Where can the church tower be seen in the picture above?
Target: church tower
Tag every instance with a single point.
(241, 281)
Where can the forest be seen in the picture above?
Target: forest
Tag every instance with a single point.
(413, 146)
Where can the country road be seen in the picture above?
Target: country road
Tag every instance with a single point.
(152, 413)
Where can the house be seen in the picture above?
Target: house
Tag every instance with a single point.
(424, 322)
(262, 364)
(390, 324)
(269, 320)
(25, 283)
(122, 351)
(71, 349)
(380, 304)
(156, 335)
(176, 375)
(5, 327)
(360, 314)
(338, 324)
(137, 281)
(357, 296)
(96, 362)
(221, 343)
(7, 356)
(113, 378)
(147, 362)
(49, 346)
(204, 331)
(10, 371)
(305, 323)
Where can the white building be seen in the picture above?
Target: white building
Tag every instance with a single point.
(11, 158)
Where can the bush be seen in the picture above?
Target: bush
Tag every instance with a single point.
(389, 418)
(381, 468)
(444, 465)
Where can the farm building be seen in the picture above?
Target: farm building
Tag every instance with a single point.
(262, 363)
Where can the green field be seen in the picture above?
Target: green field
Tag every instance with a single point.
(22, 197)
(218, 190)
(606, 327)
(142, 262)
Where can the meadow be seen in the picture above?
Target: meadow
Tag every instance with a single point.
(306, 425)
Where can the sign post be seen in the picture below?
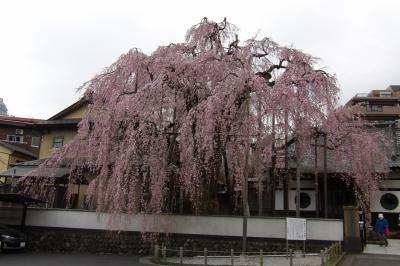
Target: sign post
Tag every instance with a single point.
(296, 229)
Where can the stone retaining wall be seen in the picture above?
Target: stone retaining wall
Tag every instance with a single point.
(101, 241)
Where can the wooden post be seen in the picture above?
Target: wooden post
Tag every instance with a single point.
(325, 179)
(245, 199)
(164, 252)
(287, 175)
(232, 258)
(156, 251)
(316, 175)
(273, 166)
(326, 254)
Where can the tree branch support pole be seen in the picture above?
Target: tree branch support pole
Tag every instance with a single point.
(325, 179)
(245, 185)
(316, 175)
(273, 165)
(287, 176)
(245, 201)
(297, 181)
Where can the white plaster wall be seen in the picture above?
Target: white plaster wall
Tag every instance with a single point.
(376, 204)
(292, 203)
(317, 229)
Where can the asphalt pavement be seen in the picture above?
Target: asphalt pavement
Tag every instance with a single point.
(370, 260)
(66, 259)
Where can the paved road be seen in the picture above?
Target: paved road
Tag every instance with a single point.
(58, 259)
(370, 260)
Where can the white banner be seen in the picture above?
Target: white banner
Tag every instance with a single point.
(296, 229)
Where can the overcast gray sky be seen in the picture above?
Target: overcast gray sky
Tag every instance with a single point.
(49, 48)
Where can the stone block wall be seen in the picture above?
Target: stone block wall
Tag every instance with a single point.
(101, 241)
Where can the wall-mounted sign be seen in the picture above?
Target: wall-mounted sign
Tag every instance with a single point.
(296, 229)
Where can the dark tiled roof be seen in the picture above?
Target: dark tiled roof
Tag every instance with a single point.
(17, 149)
(394, 87)
(60, 122)
(19, 119)
(69, 109)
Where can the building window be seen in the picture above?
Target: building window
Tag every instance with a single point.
(389, 201)
(15, 139)
(35, 142)
(58, 142)
(305, 200)
(374, 108)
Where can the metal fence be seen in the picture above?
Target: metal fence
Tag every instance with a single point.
(212, 257)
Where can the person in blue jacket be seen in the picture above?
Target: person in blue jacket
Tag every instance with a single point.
(381, 226)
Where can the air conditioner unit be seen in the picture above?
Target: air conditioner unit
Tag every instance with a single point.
(307, 200)
(386, 201)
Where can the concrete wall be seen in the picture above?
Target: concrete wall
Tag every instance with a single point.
(317, 229)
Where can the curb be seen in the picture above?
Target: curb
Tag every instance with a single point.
(339, 259)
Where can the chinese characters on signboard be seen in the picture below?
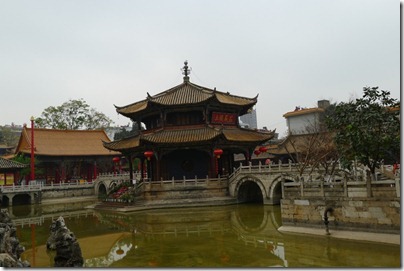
★ ★ ★ ★ ★ ★ ★
### WHAT IS REQUIRED
Every line containing the string "curb" should be pulled from the listing and copied.

### YOUR SOLUTION
Where can the curb be seen in the picture above?
Target: curb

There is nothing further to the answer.